═════ EXTRACT ═════


    My scenario is I have been at this new job for 5 months now, working in office. Before this, I was working from home full-time. When I was offered the job, I told my boss about my condition and that it typically doesn’t affect my work. Me taking sick days is comparable to someone with a cold.
    (To be fair to myself, that is because I push myself very hard to do what I need to do — even with an average 15 migraine days a month.)

    The setup here is that it’s acceptable to work from home as needed, typically when you don’t have any meetings and you have a good reason such as kids, appointments, under the weather, etc. In the last 5 months, I’ve taken 2.5 sick days, and worked from home ~14 times for migraine, plus 2 sick days and ~10 work from home days for an unrelated surgery. I feel my situation for working from home is different from the norm since it’s a chronic illness and it occurs very often. I would probably work from home a lot more if I could actually.

    I’m worried that the above will make me look bad in the long run. Perhaps if my neurologist would write a letter explaining my condition and what I need during that time (dark, quiet, no odors, ice pack/heat pad, meds) then when I do need to work from home, it’s more acceptable.

    My boss is in complete support of me (thankfully!) and no one has asked me for this kind of letter. I just feel like I need to cover myself for the long term. Because of a recent surgery, I’m now in the negative sick days and I know I’m not covered by FMLA. If I need to take more time off of work for migraine, I may end up being forced onto short term disability.

    Anyway, I’d appreciate anyone sharing similar situations they have been in and what is the best way to approach my neurologist for this.

    Thank you!

  • By Nancy Harris Bonk Moderator

    Hi Kitty,

    Thank you for sharing your story with us. I’m happy to hear your employer is understanding about your migraines and you are able to maintain a flexible schedule.

    Seeing as your employer has not requested a letter from your neurologist it may not be necessary, but I can understand you wanting to have your bases covered. If it were me, I would have an open, honest conversation with my doctor and ask his opinion on this matter.

    Maybe others will be along shortly and share their experiences with you.


  • By ninjaqutie

    My work has requested a letter from me and I use 1-2 days a month with no option to work from home. My neuro offers letters, but you have to pay for them.

  • By Chrissy

    I’ve been at my job for 8 years (migraines for 26 years). I have FMLA paperwork filled out by my neurologist every year. Even if you haven’t been there a year yet, you can ask the doc to fill it out so you have paperwork backing up your absences. Having a paper trail gives you a safety net in case your current boss ever left and a new one isn’t so understanding. In my case my direct boss is great. The person in payroll isn’t quite as compassionate.

═════

WHAT THE EXERCISE ASKS:
According to the migraine discussion, why does Chrissy advise asking the doctor to fill out FMLA paperwork even before completing a year on the job? Reply in one to three sentences. Answer using only the text.

═════ DATA SUPPLIED ═════

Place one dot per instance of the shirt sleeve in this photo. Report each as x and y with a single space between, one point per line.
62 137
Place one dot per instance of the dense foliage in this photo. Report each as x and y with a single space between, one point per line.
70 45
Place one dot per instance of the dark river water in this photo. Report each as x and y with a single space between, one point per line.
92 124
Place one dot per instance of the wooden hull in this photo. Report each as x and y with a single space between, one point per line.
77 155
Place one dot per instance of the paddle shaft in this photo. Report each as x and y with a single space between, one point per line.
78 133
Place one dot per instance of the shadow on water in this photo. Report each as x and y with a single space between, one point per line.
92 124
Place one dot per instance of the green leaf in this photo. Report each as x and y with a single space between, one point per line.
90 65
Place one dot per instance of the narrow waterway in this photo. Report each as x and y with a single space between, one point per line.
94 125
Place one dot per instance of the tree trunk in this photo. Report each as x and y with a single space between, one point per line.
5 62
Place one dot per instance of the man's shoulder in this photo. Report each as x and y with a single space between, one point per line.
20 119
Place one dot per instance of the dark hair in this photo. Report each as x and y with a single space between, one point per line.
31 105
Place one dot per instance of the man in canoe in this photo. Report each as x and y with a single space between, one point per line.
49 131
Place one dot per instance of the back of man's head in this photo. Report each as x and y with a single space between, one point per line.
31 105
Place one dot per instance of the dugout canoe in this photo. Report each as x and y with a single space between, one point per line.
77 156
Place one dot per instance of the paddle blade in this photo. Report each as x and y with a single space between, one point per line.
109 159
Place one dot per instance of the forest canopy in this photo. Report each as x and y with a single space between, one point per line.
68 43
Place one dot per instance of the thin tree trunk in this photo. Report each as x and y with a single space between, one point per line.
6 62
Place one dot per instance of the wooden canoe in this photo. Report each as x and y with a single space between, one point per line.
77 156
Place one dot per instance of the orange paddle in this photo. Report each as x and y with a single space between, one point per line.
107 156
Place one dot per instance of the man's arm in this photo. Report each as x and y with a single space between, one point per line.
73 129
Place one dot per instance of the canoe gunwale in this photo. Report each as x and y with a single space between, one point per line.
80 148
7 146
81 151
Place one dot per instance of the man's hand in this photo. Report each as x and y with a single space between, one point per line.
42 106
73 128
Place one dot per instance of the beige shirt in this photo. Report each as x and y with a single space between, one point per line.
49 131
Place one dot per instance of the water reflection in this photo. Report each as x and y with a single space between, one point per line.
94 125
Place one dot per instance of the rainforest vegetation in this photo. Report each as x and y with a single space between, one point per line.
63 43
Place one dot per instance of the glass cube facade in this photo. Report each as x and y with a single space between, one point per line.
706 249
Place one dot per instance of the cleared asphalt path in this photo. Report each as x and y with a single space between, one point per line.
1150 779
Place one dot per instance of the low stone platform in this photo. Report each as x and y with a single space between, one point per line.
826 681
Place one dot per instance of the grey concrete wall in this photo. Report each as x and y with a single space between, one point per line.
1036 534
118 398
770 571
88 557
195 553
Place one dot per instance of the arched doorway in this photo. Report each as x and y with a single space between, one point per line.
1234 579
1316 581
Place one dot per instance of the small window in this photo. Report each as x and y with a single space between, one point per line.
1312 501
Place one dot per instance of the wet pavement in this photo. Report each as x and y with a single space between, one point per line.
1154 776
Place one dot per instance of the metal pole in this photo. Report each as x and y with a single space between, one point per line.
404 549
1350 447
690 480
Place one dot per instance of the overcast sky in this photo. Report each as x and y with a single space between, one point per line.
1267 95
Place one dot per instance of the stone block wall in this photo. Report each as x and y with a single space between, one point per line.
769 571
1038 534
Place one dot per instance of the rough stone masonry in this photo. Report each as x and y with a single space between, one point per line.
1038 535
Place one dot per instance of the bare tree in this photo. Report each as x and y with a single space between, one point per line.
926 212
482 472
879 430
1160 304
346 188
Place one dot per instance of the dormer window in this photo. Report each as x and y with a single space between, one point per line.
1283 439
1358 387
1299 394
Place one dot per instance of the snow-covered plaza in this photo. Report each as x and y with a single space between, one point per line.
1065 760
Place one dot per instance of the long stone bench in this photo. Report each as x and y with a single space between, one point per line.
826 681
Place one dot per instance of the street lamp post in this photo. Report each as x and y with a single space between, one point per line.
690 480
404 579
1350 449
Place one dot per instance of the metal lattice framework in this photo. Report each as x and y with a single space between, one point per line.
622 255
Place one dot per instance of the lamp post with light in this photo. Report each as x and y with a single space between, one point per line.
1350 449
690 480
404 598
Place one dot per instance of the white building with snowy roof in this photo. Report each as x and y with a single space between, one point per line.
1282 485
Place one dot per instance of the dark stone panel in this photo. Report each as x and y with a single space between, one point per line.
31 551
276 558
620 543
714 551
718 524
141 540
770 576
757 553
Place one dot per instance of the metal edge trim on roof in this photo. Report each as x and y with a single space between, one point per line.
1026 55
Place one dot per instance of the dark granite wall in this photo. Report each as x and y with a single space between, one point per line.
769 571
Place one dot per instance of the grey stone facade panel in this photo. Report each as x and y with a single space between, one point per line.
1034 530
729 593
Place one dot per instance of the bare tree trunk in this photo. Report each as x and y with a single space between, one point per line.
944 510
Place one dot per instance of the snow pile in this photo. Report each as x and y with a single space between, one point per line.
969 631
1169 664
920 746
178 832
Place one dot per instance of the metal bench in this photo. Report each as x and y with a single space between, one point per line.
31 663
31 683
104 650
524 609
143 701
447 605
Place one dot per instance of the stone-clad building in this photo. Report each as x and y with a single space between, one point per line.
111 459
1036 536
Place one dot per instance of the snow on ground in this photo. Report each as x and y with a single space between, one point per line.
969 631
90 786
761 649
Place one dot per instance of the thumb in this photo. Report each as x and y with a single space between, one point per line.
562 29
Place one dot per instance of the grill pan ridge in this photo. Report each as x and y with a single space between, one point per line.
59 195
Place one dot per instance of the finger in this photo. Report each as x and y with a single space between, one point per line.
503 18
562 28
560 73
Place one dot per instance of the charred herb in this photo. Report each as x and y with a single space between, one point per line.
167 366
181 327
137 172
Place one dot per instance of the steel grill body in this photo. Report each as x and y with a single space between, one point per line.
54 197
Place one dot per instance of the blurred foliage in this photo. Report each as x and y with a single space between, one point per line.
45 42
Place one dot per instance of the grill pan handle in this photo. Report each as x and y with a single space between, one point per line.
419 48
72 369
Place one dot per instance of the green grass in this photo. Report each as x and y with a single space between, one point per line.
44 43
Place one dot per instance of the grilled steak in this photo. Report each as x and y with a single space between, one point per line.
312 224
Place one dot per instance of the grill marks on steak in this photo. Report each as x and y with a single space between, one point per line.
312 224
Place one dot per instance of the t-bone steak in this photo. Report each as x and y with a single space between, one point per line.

═════

SOLUTION FOR THIS TASK:
Filling it out produces paperwork that backs up one's absences. That paper trail provides a safety net in case the current boss leaves and a new one is less understanding.